(Stored records)

........

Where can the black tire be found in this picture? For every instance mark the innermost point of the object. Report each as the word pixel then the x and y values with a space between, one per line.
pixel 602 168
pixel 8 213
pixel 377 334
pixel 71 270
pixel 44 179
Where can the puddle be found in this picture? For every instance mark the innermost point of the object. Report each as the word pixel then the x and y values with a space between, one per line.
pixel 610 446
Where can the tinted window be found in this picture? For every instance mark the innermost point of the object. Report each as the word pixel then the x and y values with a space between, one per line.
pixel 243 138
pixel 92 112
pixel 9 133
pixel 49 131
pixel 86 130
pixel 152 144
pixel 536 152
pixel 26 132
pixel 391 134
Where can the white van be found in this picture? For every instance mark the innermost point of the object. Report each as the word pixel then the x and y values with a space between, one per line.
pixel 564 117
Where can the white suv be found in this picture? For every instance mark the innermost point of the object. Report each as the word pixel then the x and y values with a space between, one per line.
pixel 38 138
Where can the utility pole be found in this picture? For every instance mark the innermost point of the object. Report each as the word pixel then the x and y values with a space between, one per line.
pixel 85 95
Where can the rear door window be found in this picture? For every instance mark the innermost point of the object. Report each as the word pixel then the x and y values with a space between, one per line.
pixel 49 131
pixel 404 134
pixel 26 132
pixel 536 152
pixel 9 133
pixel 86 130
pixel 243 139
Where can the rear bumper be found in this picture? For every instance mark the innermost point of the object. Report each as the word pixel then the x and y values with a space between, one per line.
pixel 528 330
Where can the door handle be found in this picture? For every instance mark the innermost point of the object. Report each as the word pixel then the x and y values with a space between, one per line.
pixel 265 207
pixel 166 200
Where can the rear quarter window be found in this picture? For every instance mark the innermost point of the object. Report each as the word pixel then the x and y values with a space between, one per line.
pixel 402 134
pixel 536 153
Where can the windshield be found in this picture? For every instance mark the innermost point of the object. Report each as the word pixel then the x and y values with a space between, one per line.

........

## What the exercise asks:
The required output is the exact run of lines from the one with "Where can the rear bumper" through the final line of the entries.

## Your solution:
Where can the rear bumper be found in this picture? For every instance mark the innermost point of the object. Report each as the word pixel then the x and y values with a space between, one per line.
pixel 528 330
Where can the door handle be found in this picture? For every instance mark the innermost point of the object. Report each as the word pixel then the x and y values with a space between, one per line.
pixel 265 207
pixel 166 200
Where can the rear quarter window be found in this picture? For every instance mark the innermost point of the object. Report each as the word pixel then the x and y values with a space between, one per line.
pixel 402 134
pixel 536 153
Where can the windshield be found in this picture? For every instance mark the innermost point of the object. Report each as the word pixel then the x and y values with a space between, one per line.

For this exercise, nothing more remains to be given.